▶ EXTRACT
★ ★ ★
A 2022 study by Ohio State University (OSU) researchers suggesting that blocking a single molecule could protect against severe illness from infection with the SARS-CoV-2 virus has now led to a $15 million grant from the National Institutes of Health (NIH) aimed at finding ways to combat the effects of long COVID. The five-year grant, the largest of its kind for infection disease research received at the school, will allow investigators at OSU to build on the finding of the role of caspase 11 on lung inflammation in mice infected with the disease.
The grant will allow the researchers to extend beyond their original findings that caspase 11 sparks inflammation, worsens tissue damage and promotes blood clot formations in the lungs, as well as their discovery that the human version of the enzyme, caspase 4, was highly expressed in patients hospitalized in intensive care units.
Moving beyond the lungs, the investigators believe they will find that caspase 11 affects a variety of cell types and is a culprit in spreading inflammation through the body, including the brain, by disrupting immune responses, and triggering clots in small blood vessels. Concurrently, the researchers will delve into how SARS-CoV-2 modifies host RNA and viral components that are critical in cellular functions and viral replication. Researchers will also examine cells that line organ surfaces and blood vessel walls—epithelial and endothelial cells, respectively—as well as RNA modifications.
“When you pull it all together, offering the scientific community a basic understanding of what happens to every cell and every organ during SARS-CoV-2 is an achievement in itself,” said Amal Amer, professor of microbial infection and immunity in Ohio State’s College of Medicine and the principal investigator on the grant.
“Once you know the mechanism, then you can design what to target, where to target it and how to target it in order to reduce the damage being done. And this is especially needed for long COVID—it may be in the brain, it may be in the muscles, it may be in anything and everything—and that’s an important aspect of the disease.”
★ ★ ★
Natural-language object grounding data:

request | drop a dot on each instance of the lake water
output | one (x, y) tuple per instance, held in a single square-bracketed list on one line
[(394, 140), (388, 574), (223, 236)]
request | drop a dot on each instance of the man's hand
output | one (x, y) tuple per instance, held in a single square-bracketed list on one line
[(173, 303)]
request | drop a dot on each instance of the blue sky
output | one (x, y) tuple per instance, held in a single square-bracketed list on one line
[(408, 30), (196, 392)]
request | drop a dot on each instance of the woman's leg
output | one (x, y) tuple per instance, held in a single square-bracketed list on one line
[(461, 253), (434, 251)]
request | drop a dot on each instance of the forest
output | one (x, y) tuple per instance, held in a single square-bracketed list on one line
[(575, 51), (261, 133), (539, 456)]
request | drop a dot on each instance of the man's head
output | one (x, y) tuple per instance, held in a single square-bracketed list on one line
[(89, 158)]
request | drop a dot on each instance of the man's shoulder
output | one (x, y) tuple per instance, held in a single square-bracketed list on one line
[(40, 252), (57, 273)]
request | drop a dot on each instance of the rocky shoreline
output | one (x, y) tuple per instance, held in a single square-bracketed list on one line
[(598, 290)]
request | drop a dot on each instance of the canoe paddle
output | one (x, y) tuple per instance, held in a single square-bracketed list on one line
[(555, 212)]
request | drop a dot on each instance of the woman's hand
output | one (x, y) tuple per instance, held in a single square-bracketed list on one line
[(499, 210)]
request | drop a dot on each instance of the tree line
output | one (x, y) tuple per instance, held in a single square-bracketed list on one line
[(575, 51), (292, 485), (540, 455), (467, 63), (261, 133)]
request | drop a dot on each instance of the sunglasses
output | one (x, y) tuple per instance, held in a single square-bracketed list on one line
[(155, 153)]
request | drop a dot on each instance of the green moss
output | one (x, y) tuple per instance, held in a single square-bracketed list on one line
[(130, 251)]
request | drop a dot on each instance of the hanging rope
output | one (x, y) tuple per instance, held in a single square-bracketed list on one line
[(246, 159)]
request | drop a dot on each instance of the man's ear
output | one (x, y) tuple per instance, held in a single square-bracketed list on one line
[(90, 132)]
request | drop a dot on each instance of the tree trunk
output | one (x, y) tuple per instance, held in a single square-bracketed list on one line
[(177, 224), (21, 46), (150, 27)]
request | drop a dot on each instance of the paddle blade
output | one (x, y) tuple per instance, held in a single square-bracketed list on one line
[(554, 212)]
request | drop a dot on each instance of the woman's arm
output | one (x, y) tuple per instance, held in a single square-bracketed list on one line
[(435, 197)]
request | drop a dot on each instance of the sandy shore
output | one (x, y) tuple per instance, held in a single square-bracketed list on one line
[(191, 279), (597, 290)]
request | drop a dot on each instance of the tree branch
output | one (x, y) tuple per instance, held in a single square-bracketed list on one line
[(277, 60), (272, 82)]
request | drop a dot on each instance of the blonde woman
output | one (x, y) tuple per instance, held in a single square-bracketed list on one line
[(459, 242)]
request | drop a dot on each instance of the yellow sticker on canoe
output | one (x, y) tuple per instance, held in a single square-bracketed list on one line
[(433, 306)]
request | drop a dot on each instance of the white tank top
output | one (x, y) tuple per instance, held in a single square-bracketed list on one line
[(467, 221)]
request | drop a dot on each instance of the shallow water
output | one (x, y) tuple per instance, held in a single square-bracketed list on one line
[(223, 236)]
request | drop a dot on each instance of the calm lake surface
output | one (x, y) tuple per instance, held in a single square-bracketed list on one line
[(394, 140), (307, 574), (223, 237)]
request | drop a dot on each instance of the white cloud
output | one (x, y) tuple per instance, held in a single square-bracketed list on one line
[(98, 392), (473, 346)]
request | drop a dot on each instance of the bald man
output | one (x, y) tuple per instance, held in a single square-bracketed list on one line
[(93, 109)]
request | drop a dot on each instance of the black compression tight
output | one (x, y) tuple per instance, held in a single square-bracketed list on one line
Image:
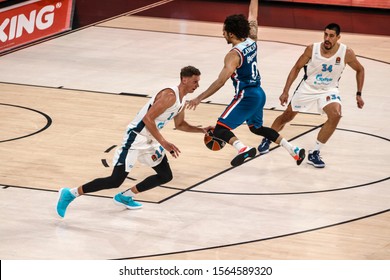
★ ★ ★
▶ USING THE INFORMATION
A - In the article on the Ohio State long COVID grant, what is the human version of caspase 11?
B - Copy out the passage of the long COVID grant article that starts at "The grant will" and ends at "intensive care units.".
C - Extend the article on the Ohio State long COVID grant from where it stops.
The listing is not needed for any of the work here.

▶ SOLVED PROBLEMS
A - Caspase 4.

B -
The grant will allow the researchers to extend beyond their original findings that caspase 11 sparks inflammation, worsens tissue damage and promotes blood clot formations in the lungs, as well as their discovery that the human version of the enzyme, caspase 4, was highly expressed in patients hospitalized in intensive care units.

C -
The $15 million award is a multi-principal investigator (PI) program grant, and includes Estelle Cormet-Boyaka and Jianrong Li, experts in veterinary biosciences at Ohio State and colleagues from the Nationwide Children’s Hospital and the University of Chicago.
Cormet-Boyaka, who has a long history of studying lung biology, will manage the research of multiple cells types whose functions are negatively affected by the presence of caspase 11 during SARS-CoV-2 infection and noted: “In addition to studying mice, we’ll also be using human cell samples that enable us to dissect mechanisms at the cellular level. Having access to human primary epithelial cells is a strength because those are the cells that the virus infects first.”
By conducting different arms of research simultaneously, the Ohio state team believes it can accelerate its pace of discovery.
“Long COVID is extremely complex,” said Prosper Boyaka, chair of veterinary biosciences at Ohio State. “Having a team like this one allows us to look at those interactions and processes at the same time by experts in different fields, which makes it more likely we will capture information that would be difficult to capture otherwise. That’s why I think the outcome is likely to be more beneficial than if each project were done individually or in isolation.”